- Given text -
2. Why are you thinking of starting a business?

You need to be clear about why you want to start out on your own. Do you have the right skills, and a viable business idea that people will buy into? Are you simply frustrated with your current job and need a career move, or do you have a strong desire to do something new – on your own?

You need to be sure that you’re doing it for the right reasons, as running your own business can be tough at times (but immensely rewarding if you get things right).

3. Is there a market for your idea?

If you’re going to offer a new product or service, you will either have to be sure that you can create a new market, or take a slice of an existing market. How are your potential competitors faring, and what can you offer customers that they don’t? If you’re entering a busy market, can you do things better than your competitors? If you can’t compete on price, can you compete on quality or something else?

4. Identifying your customers

Once you’ve decided that you have a viable product or service, how to do present it in front of your target audience? What is your route to market? Deciding upon the right sales channel will depend to a great extent on what you are offering. If you’re setting up a web design firm, your sales channel will be very different than if you’re setting up a local childcare business, for example. In all cases, you will need to determine where your customers are, and how they’re likely to interact with your business. Examples include: direct mail, PPC (Pay-Per-Click), attending trade shows, sponsoring events, local / national press, and any number of less mainstream (and even ‘quirky’) ways of reaching out to your audience.

5. Do you have the time?

Aside from the assortment of practical factors which determine which start-ups succeed and others don’t, one thing you absolutely must be prepared to give to your business is hard work. No more prescribed working hours, flexitime, or overtime. If you set up your own business, the more time you put in, the greater your chances of succeeding. You may be able to set up your new enterprise and hold down your 9-5 job at the same time – particularly in the early stages. Other businesses can be run perfectly successfully as part-time ventures. But, in each case, you must be prepared to put other aspects of your life on hold, and give your all to your new idea.

6. Don’t spread yourself too thin

It may be tempting, when planning your new business, to try and achieve a lot of goals at once. Rather than spending time trying to develop multiple products and ideas, why not focus on trying to deliver one really good product, and then expand your offering once you’ve succeeded with the first?

- Data excerpts -
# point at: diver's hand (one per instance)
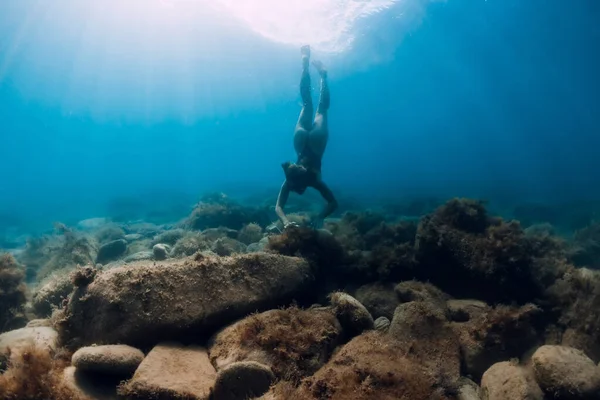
(289, 223)
(317, 223)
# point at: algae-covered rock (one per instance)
(15, 342)
(380, 299)
(242, 380)
(51, 294)
(146, 301)
(566, 373)
(506, 380)
(353, 316)
(499, 334)
(109, 359)
(111, 251)
(12, 293)
(424, 329)
(160, 251)
(294, 343)
(372, 366)
(172, 371)
(382, 324)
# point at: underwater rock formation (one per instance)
(495, 335)
(34, 374)
(471, 255)
(12, 293)
(51, 293)
(65, 250)
(353, 316)
(242, 380)
(576, 297)
(507, 380)
(161, 251)
(172, 371)
(294, 343)
(250, 233)
(111, 251)
(118, 360)
(144, 303)
(220, 211)
(319, 247)
(379, 298)
(372, 365)
(566, 373)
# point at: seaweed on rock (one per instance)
(34, 374)
(318, 247)
(295, 343)
(12, 294)
(471, 255)
(220, 211)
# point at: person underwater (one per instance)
(310, 141)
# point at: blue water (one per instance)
(116, 104)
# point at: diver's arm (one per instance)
(284, 193)
(327, 194)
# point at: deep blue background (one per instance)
(499, 99)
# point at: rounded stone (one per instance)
(243, 380)
(565, 372)
(160, 251)
(353, 316)
(505, 380)
(108, 359)
(382, 324)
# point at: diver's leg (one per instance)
(319, 134)
(305, 119)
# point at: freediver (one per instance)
(310, 141)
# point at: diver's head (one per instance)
(296, 176)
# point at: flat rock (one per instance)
(505, 380)
(465, 310)
(172, 371)
(145, 302)
(108, 359)
(566, 373)
(44, 338)
(353, 316)
(111, 251)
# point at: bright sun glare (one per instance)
(325, 24)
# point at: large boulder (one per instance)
(172, 371)
(111, 251)
(116, 359)
(146, 302)
(566, 373)
(372, 366)
(425, 333)
(13, 343)
(295, 343)
(494, 335)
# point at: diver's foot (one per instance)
(320, 68)
(305, 52)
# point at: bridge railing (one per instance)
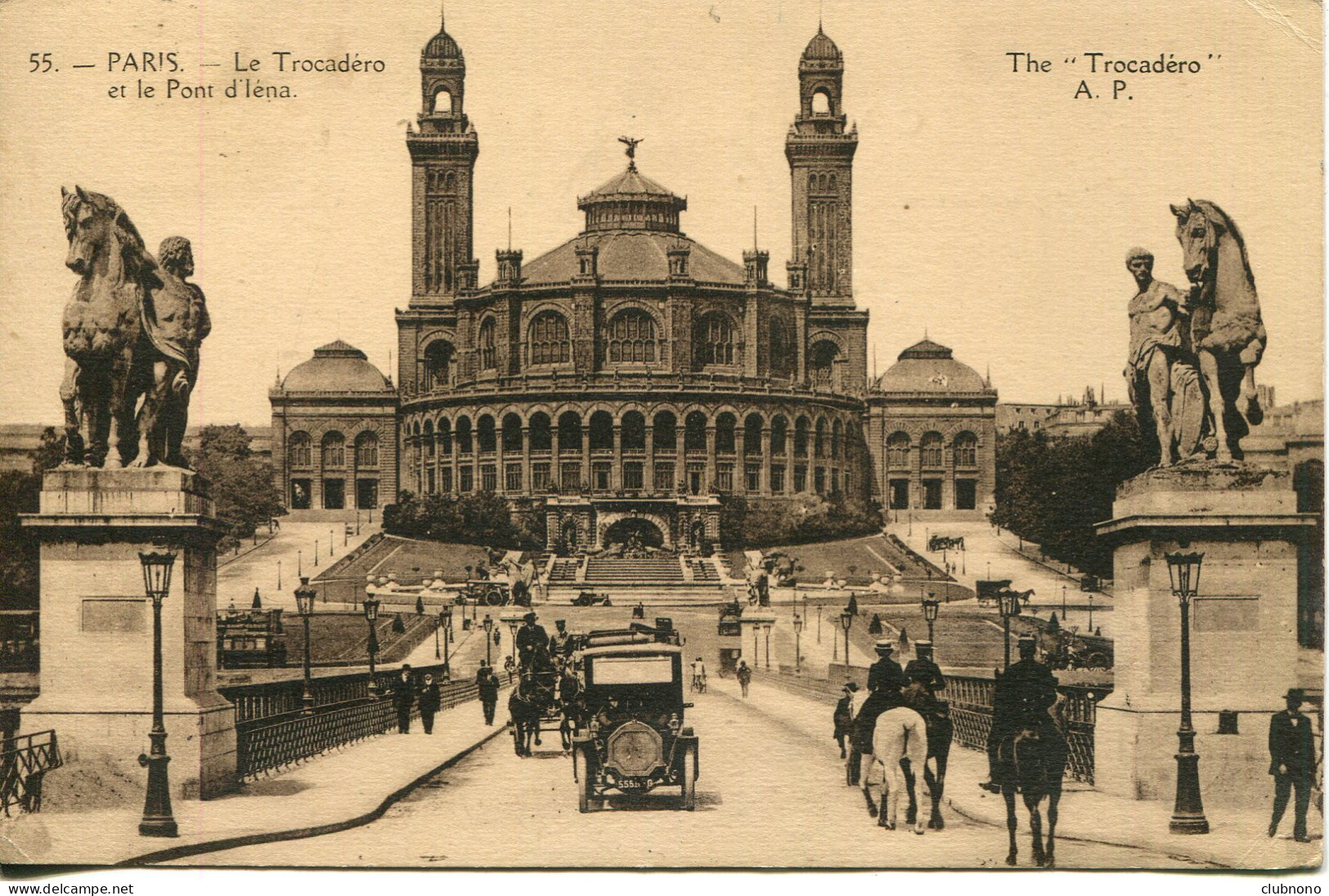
(972, 711)
(25, 762)
(272, 730)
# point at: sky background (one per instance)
(992, 209)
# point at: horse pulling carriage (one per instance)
(634, 738)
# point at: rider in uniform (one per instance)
(559, 643)
(532, 641)
(924, 670)
(886, 679)
(1022, 697)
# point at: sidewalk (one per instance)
(333, 792)
(1237, 836)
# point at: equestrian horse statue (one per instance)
(1227, 331)
(102, 323)
(132, 331)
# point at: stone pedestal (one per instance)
(1243, 628)
(97, 625)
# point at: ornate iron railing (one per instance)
(272, 742)
(972, 711)
(25, 762)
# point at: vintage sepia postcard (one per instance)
(718, 433)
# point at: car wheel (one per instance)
(585, 786)
(690, 779)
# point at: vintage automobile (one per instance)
(635, 739)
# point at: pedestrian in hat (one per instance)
(1292, 762)
(844, 713)
(403, 698)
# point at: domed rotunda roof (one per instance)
(928, 367)
(336, 367)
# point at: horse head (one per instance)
(95, 224)
(1197, 231)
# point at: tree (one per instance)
(240, 484)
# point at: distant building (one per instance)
(932, 432)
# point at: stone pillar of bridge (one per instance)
(1243, 629)
(96, 675)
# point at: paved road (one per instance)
(770, 794)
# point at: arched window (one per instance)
(665, 432)
(631, 338)
(334, 450)
(438, 365)
(897, 450)
(541, 437)
(782, 348)
(485, 433)
(569, 433)
(549, 343)
(601, 431)
(725, 426)
(931, 446)
(512, 433)
(712, 341)
(694, 431)
(779, 437)
(298, 450)
(824, 354)
(634, 431)
(967, 450)
(488, 344)
(752, 435)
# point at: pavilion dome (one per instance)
(929, 367)
(336, 367)
(822, 49)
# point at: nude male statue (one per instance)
(176, 323)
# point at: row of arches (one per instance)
(665, 451)
(932, 448)
(633, 337)
(333, 450)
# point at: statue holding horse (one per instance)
(1227, 331)
(132, 330)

- Things to do -
[1] What does the business advice say you absolutely must be prepared to give to your business?
[2] Transcribe the business advice, everything from "6. Don’t spread" down to "with the first?".

- In response -
[1] Hard work.

[2]
6. Don’t spread yourself too thin

It may be tempting, when planning your new business, to try and achieve a lot of goals at once. Rather than spending time trying to develop multiple products and ideas, why not focus on trying to deliver one really good product, and then expand your offering once you’ve succeeded with the first?